__Task input__:
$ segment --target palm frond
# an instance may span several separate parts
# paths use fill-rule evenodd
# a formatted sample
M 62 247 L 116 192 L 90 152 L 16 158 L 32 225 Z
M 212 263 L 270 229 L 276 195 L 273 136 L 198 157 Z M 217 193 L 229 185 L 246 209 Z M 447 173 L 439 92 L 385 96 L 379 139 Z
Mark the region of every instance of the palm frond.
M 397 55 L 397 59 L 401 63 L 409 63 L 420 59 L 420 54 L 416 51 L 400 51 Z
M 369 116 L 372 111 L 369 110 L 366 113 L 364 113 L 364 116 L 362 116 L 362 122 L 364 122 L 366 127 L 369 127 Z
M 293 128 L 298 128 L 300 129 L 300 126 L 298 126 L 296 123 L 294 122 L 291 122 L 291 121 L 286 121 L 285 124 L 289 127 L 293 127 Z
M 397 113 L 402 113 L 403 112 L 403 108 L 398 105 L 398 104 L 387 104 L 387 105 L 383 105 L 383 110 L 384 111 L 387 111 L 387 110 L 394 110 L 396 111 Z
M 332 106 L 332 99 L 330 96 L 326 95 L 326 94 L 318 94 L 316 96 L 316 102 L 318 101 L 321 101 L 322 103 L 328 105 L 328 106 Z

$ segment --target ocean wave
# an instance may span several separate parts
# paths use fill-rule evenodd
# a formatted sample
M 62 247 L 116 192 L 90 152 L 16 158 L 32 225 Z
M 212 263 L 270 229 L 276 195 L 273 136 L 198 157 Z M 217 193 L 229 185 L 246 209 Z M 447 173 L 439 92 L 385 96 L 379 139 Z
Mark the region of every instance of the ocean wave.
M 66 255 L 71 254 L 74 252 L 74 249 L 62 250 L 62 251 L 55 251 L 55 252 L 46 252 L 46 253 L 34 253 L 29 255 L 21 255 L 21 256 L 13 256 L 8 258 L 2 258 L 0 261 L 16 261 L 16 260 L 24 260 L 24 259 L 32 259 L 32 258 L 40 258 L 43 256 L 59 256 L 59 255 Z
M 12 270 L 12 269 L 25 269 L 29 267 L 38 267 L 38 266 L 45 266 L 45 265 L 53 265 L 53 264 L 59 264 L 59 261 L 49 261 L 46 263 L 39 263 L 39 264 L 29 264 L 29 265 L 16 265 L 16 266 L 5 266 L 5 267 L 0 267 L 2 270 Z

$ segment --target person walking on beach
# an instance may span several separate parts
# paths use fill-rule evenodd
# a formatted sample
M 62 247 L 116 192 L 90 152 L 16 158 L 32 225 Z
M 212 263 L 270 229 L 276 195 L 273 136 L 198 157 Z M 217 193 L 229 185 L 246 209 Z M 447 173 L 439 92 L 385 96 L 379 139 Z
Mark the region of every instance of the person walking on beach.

__Directions__: Could you reproduce all three records above line for line, with no changes?

__Answer to this problem__:
$ segment --target palm frond
# an instance may span several separate parts
# paths use fill-rule evenodd
# a formatted sample
M 62 247 L 116 192 L 90 152 L 16 158 L 32 225 Z
M 212 263 L 270 229 L 276 195 L 273 136 L 198 157 Z M 217 193 L 229 185 L 246 209 Z M 447 173 L 439 92 L 385 96 L 379 139 Z
Mark the region of every instance of the palm frond.
M 397 55 L 397 59 L 401 63 L 409 63 L 420 59 L 420 54 L 416 51 L 400 51 Z
M 369 116 L 372 111 L 369 110 L 366 113 L 364 113 L 364 116 L 362 116 L 362 122 L 364 122 L 366 127 L 369 127 Z
M 293 128 L 298 128 L 300 129 L 300 126 L 298 126 L 296 123 L 294 122 L 291 122 L 291 121 L 286 121 L 285 124 L 289 127 L 293 127 Z
M 397 113 L 402 113 L 403 112 L 403 108 L 398 105 L 398 104 L 387 104 L 387 105 L 383 105 L 383 110 L 384 111 L 387 111 L 387 110 L 394 110 L 396 111 Z
M 332 106 L 332 99 L 330 96 L 326 95 L 326 94 L 318 94 L 316 96 L 316 102 L 318 101 L 321 101 L 322 103 L 328 105 L 328 106 Z

$ segment --target ocean wave
# an instance may span several separate parts
# paths use fill-rule evenodd
# a formatted sample
M 62 247 L 116 192 L 90 152 L 16 158 L 32 225 Z
M 212 263 L 270 229 L 276 195 L 273 136 L 198 157 Z M 217 193 L 229 185 L 246 209 Z M 447 173 L 439 92 L 385 96 L 379 139 Z
Mark the region of every instance of the ocean wave.
M 66 255 L 71 254 L 74 252 L 74 249 L 62 250 L 62 251 L 55 251 L 55 252 L 46 252 L 46 253 L 34 253 L 29 255 L 21 255 L 21 256 L 13 256 L 8 258 L 2 258 L 0 261 L 16 261 L 16 260 L 24 260 L 24 259 L 32 259 L 32 258 L 40 258 L 43 256 L 59 256 L 59 255 Z
M 12 270 L 12 269 L 25 269 L 29 267 L 38 267 L 38 266 L 45 266 L 45 265 L 53 265 L 53 264 L 59 264 L 59 261 L 49 261 L 46 263 L 39 263 L 39 264 L 29 264 L 29 265 L 16 265 L 16 266 L 5 266 L 5 267 L 0 267 L 2 270 Z

$ segment --target person walking on beach
# an instance may span several separate parts
# paths use fill-rule evenodd
# a formatted sample
M 62 247 L 116 192 L 90 152 L 16 158 L 32 225 Z
M 212 263 L 270 229 L 276 195 L 273 136 L 198 157 Z M 217 193 L 229 185 L 246 209 Z M 447 173 L 439 92 L 385 96 L 379 139 Z
Mark the region of every instance of the person walking on beach.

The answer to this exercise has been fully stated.